-------- Information given --------

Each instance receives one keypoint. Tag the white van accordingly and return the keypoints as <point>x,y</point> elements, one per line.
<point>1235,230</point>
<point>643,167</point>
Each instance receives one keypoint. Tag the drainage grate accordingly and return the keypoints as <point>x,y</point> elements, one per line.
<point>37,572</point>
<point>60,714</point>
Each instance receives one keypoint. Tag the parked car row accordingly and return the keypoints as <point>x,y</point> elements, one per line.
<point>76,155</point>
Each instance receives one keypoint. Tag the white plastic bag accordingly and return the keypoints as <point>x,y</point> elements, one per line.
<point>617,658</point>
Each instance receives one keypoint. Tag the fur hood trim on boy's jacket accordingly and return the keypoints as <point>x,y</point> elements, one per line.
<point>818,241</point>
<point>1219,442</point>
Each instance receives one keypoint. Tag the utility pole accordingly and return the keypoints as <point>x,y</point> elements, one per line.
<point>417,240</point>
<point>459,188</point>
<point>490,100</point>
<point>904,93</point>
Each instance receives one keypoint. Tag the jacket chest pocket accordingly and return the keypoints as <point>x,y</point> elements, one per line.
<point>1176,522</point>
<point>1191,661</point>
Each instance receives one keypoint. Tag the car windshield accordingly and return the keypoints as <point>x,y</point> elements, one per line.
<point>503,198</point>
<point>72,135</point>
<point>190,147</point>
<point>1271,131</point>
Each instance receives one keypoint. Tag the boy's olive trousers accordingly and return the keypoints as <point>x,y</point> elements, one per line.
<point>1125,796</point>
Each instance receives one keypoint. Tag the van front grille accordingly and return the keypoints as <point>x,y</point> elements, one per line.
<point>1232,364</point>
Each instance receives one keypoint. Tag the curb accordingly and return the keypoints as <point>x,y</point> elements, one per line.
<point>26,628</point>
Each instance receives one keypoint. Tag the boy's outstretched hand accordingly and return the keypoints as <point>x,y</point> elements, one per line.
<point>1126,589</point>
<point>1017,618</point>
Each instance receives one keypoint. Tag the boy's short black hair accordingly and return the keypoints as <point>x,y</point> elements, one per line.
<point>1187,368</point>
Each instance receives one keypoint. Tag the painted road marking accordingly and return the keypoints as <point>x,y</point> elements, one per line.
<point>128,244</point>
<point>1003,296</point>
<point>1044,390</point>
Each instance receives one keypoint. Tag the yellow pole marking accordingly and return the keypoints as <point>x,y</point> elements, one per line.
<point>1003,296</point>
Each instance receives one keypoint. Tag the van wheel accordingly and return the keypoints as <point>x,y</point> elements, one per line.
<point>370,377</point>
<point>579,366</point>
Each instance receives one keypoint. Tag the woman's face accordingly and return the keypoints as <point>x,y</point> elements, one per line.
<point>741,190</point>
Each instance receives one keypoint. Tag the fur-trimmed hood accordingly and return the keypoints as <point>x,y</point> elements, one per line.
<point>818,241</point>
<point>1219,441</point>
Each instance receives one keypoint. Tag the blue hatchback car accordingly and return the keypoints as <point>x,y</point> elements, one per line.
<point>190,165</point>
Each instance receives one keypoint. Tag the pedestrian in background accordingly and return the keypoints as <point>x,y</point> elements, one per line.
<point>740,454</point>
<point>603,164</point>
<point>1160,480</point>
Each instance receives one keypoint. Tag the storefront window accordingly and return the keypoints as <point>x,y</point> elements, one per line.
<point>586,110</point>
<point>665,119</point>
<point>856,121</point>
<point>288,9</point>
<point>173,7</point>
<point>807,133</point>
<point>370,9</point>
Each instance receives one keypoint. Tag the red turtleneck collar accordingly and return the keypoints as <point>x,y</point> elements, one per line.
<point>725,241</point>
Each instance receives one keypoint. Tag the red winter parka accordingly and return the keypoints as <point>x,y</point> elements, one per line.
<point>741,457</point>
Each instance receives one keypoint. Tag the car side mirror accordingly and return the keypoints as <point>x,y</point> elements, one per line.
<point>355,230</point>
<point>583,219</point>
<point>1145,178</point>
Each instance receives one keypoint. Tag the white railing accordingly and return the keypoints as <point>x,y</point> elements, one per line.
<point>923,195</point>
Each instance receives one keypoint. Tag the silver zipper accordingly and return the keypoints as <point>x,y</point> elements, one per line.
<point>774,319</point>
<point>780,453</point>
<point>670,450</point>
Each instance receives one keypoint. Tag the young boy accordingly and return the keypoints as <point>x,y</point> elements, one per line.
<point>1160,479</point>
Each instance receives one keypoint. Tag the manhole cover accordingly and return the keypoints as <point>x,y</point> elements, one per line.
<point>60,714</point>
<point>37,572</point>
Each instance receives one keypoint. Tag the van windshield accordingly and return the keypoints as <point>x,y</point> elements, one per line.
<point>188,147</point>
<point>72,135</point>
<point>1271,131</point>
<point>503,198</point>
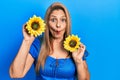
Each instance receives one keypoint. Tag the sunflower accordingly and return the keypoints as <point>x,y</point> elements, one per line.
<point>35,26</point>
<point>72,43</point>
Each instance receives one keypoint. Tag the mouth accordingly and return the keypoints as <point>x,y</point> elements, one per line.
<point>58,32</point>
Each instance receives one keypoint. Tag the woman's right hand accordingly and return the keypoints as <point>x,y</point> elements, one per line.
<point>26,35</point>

--------

=== Task prompt ===
Can you recast the part of the material that opens with the line containing "Each instance receives one keypoint. Tag the car windshield" and closes with the line containing "<point>1125,796</point>", both ends included, as a Markdown table with the columns Row and Line, numbering each line and omitting blank ones?

=== Reply ===
| Row | Line |
|---|---|
| 1 | Each instance receives one keypoint. Tag the car windshield accordingly and return the keypoints as <point>x,y</point> elements, one per line. |
| 2 | <point>503,198</point> |
| 3 | <point>72,135</point> |
| 4 | <point>190,147</point> |
| 5 | <point>1271,131</point> |
| 6 | Each instance receives one keypoint. Tag the boy's olive trousers accordingly and return the keypoints as <point>x,y</point> elements, one per line. |
| 7 | <point>1125,796</point> |